Records from a dataset
===
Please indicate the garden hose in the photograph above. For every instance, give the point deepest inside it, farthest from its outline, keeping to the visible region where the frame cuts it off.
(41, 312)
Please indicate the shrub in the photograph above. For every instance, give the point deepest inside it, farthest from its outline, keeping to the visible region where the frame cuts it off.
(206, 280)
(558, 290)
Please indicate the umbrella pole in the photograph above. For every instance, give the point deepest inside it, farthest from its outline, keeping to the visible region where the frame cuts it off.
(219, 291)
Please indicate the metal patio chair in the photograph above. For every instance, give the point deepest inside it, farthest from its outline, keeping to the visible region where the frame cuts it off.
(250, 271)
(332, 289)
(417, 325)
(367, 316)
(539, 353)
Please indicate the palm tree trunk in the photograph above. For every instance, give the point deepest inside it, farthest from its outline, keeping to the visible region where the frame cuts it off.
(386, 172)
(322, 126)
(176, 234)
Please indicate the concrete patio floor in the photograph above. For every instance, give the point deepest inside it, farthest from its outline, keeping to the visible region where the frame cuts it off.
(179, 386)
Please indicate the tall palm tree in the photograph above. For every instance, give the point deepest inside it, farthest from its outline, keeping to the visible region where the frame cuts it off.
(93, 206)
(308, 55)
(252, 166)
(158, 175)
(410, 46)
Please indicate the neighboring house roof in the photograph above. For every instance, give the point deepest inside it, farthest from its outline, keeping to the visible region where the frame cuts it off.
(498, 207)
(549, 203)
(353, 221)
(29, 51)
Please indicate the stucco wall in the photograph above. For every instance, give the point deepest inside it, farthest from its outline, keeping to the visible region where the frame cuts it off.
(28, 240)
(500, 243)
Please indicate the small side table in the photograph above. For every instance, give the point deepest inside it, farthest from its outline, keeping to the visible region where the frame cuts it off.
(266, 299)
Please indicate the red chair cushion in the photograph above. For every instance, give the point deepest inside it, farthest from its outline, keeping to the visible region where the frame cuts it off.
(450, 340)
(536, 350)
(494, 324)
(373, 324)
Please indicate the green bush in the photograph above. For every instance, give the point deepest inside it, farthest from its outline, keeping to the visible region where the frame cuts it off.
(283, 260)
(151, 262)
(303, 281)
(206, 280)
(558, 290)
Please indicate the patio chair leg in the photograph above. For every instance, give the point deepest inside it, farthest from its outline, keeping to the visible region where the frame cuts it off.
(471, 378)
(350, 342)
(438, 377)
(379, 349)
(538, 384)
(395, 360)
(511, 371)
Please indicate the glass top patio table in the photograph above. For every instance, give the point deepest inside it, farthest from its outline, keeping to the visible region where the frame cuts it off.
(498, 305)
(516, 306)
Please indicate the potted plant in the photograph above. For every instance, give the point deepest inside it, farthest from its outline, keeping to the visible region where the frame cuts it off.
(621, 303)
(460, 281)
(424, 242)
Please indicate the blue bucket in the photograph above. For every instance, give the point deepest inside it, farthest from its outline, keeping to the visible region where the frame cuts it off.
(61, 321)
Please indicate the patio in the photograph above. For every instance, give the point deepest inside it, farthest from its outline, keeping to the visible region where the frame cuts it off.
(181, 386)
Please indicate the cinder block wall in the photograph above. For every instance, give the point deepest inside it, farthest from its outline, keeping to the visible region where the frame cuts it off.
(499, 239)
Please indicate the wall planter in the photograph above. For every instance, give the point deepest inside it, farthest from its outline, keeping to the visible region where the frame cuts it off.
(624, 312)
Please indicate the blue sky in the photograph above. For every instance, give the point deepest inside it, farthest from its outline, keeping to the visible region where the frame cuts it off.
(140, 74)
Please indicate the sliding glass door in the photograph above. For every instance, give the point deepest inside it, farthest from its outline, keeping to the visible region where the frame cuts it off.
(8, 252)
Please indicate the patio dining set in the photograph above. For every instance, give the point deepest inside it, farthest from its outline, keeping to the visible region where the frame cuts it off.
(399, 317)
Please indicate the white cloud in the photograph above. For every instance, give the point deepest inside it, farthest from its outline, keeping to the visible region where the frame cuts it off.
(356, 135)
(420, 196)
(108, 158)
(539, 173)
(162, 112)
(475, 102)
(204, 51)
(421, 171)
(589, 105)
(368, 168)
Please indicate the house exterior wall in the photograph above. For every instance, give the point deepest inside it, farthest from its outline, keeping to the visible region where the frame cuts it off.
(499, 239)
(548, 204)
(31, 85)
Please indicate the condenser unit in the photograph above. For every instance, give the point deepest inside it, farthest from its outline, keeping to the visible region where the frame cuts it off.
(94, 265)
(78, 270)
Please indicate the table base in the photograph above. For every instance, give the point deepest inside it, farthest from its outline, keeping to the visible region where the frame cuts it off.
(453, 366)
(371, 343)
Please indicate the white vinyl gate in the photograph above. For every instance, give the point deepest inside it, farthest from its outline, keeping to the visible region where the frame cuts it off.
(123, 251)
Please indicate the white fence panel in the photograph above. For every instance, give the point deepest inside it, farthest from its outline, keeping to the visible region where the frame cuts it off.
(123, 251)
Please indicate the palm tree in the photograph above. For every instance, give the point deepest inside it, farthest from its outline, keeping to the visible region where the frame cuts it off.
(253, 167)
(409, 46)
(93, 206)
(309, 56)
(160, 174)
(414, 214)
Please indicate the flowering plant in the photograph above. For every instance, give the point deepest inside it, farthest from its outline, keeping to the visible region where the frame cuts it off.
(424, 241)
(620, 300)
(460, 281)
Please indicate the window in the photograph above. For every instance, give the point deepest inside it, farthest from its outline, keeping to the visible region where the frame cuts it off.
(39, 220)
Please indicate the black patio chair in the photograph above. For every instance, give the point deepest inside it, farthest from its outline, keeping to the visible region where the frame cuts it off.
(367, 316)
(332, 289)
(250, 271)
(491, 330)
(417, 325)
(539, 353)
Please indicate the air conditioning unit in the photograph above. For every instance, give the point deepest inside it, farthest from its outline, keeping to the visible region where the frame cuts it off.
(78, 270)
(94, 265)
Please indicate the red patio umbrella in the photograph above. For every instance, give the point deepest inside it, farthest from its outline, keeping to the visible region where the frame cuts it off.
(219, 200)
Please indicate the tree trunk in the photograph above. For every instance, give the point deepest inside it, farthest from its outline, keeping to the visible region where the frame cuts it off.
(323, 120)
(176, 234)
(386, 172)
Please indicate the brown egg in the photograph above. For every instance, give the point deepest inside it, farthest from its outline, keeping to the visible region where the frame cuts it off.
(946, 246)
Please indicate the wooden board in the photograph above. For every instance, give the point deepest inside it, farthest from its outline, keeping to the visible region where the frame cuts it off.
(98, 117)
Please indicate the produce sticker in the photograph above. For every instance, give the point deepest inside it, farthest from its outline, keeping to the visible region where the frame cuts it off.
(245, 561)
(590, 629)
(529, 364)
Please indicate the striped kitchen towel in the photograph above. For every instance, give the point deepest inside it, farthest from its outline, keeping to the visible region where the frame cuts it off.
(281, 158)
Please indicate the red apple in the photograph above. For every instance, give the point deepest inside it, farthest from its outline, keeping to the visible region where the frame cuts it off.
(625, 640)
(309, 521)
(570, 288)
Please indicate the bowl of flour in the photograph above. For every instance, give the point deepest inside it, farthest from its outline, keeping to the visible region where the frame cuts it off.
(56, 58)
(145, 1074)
===
> **What to do**
Your answer should be all of the records, transcribed exactly.

> **Response area**
Please indicate the garden hose in the photograph above. For every instance, give the point deepest inside it, farthest from its outline, keeping to the visible region where the frame cuts it off.
(41, 312)
Please indicate the shrub in the photograph above. For every instance, give the point deepest inside it, farthest from its outline, keeping to the visible region where the frame cuts it off.
(206, 280)
(558, 290)
Please indicate the umbrella pole in the photograph above. For every instance, give the point deepest inside it, farthest from its outline, keeping to the visible region where the frame cuts it off.
(219, 291)
Please indicate the metal patio chair in the photograph above. For every instance, give the point deepest inside it, farthest from its outline, keeping to the visible region where the frame cuts it off.
(250, 271)
(332, 289)
(417, 325)
(367, 316)
(539, 353)
Please indicate the palm tree trunk in the photograph above. For every instance, give the point deepest inside it, farthest from its outline, keeping to the visible region where the frame cuts it off.
(386, 172)
(322, 126)
(176, 234)
Please indicate the concrete patio floor in the photograph above. For every instance, give the point deepest inside it, farthest from its outline, keeping to the visible region where the frame cuts it off.
(179, 386)
Please indicate the tall palm tree in the photograph above. For every instance, give the point deepest inside it, farthest from its outline, keeping to the visible region where the frame cuts it off.
(93, 206)
(308, 55)
(252, 166)
(158, 175)
(410, 46)
Please indicate the neighboring house roof in the photograph above. For every instance, give the point deepest inside it, farthest from its outline, keeping to the visible region where the frame cuts it off.
(498, 207)
(549, 203)
(353, 221)
(29, 51)
Please indicate the stucco wall in the photograph above. For every instance, give the point deepest inside it, farthest from its outline, keeping to the visible region where the frame cuts it off.
(28, 240)
(500, 243)
Please indicate the small side table in the photograph above. For every instance, give the point deepest inside it, farthest from its outline, keeping to the visible region where the frame cuts it off.
(266, 299)
Please indicate the red chair cushion in the photograph above. For every instance, give the point deepest inside it, farthest from its outline, keeping to the visible region where the frame cuts it off.
(450, 340)
(536, 350)
(494, 324)
(373, 324)
Please indicate the green bush in the photograph above. For every instance, give the point deepest inside it, farthest from its outline, keeping to the visible region where the frame cuts it off.
(283, 260)
(151, 262)
(303, 281)
(206, 280)
(558, 290)
Please indicate the patio chair leg in the photograph above. For every instance, give the point deepest inside it, farthest from its outline, keeping to the visible region where the frame cuts it off.
(471, 378)
(350, 342)
(438, 377)
(379, 349)
(538, 384)
(395, 360)
(511, 371)
Please indicate the glass top patio table in the photograph above. For every instance, give the point deepest inside it, farthest from its outline, keeping to the visible region where the frame cuts it off.
(498, 305)
(516, 306)
Please indicate the potted plant in the photograph above. For every instance, give the point deepest inside it, farthest from its outline, keeping to the visible region where the frame cuts it off.
(621, 303)
(460, 281)
(424, 242)
Please indicate the blue bucket in the photograph above. For every instance, give the point deepest inside it, farthest from its outline, keeping to the visible region where the frame cuts it off.
(61, 321)
Please indicate the patio in the photograph above. For every instance, give the point deepest inside it, farthest from its outline, keeping to the visible region where the frame cuts it off.
(181, 386)
Please indicate the cinder block wall in the photograph above. For every instance, give the point deepest inside it, farthest from its outline, keeping to the visible region where the frame cuts it off.
(499, 239)
Please indicate the wall planter in the photograph above. For every instance, give the point deepest inside it, farthest from its outline, keeping to the visible region where the frame cuts it off.
(624, 312)
Please indicate the blue sky in the photograph above. For every instance, give the point deepest inside it, farthest from its outline, keeping to the visible region where the frame cuts it off.
(140, 74)
Please indicate the sliding glass door in the photograph above. For every instance, give the point deepest inside it, farthest from its outline, keeping to the visible region where the frame cuts it off.
(8, 252)
Please indicate the patio dining set in the photograph above. For every instance, give the point deepest inside it, farthest from its outline, keeping to the visible region where the frame cuts it off.
(399, 317)
Please indicate the white cloud in the photograph above. For every instance, give the point deepest inside it, farthest from its outline, keeping to the visible region where the frame cuts it off.
(356, 135)
(420, 196)
(108, 158)
(539, 173)
(162, 112)
(475, 102)
(204, 51)
(421, 171)
(589, 105)
(368, 168)
Please indicate the house exterior wall in the photograph above. For every instance, give the point deepest inside it, farthest from its outline, keeping to the visible region where the frame cuts it off.
(499, 239)
(548, 204)
(31, 85)
Please indicate the condenser unit in the photograph above. For every instance, give the point deepest inside it, farthest from its outline, keeping to the visible region where the frame cuts it off.
(94, 265)
(78, 270)
Please indicate the table base in the photograph above. For every instance, give the point deepest inside it, farthest from its outline, keeping to the visible region where the frame cuts it off.
(453, 366)
(371, 343)
Please indicate the white vinyl gate in the photograph above. For every instance, give the point deepest inside it, farthest from its outline, keeping to the visible region where the frame cuts it off.
(123, 251)
Please indicate the white fence panel in the photograph above. For every instance, give the point deepest inside it, farthest from its outline, keeping to the visible region where the frame cuts it off.
(123, 251)
Please indicate the palm tree in the photograph above. For every instance, give the point deepest inside it, farthest from its outline, keeping to the visible region where the frame cuts it off.
(253, 167)
(409, 46)
(93, 206)
(309, 56)
(160, 174)
(414, 214)
Please indicate the flowering plant in the photograph above. For every instance, give the point deepest inside it, farthest from its outline, keeping to the visible region where the frame cuts it off.
(424, 241)
(620, 300)
(460, 281)
Please indicate the window in the photograph above. For every instance, give the point deepest inside it, farthest from its outline, keeping to the visible region where the frame cuts it off.
(39, 220)
Please indicate the black patio chair in the photograph above. For every instance, give the point deepest inside it, farthest from its outline, keeping to the visible region where the frame cuts it off.
(367, 316)
(332, 289)
(250, 271)
(491, 330)
(417, 325)
(539, 353)
Please indicate the air conditioning unit in the photograph above. For every instance, give the point deepest inside it, farthest from its outline, keeping to the visible region where the frame cuts it off.
(78, 270)
(94, 265)
Please indicate the red patio umbrella in the photograph above. For every instance, give the point deepest inside it, farthest from its outline, keeping to the visible region where the frame cuts it off.
(219, 200)
Please indicate the tree trunk in the photograph above. For every instance, give the point deepest inside it, farthest from its outline, keeping to the visible region where the frame cuts it off.
(323, 120)
(176, 234)
(386, 172)
Please indicate the brown egg in the photograph above. For every instance, give the point deepest inside it, farthest from its outline, keeping to the visible region where the frame cuts it off.
(946, 246)
Please indicate the wooden board in the photograph above. For every instance, give the point deepest inside it, farthest from its outline, keeping to the visible region where the frame cuts it off.
(98, 117)
Please indicate the produce sticker in the photograph above. For every instance, give the point deepest inside it, farthest from its outline, keeping to the visible region where the frame cuts it off.
(245, 561)
(590, 629)
(529, 364)
Please indicate the striped kitchen towel in the photograph above. For every instance, give the point deepest inside it, farthest from its outline, keeping to the visible region where the frame cuts it off.
(281, 158)
Please indicate the red apple in the photograph above. For every instance, give the point deepest inside it, farthest from its outline, keeping to the visible region where the frame cuts it off.
(625, 640)
(309, 521)
(570, 288)
Please indicate the bowl of flour in the photograph above. For every instance, give the point deepest inside it, farthest from its outline, keeping to the visible region where the frame cuts it off.
(56, 58)
(145, 1074)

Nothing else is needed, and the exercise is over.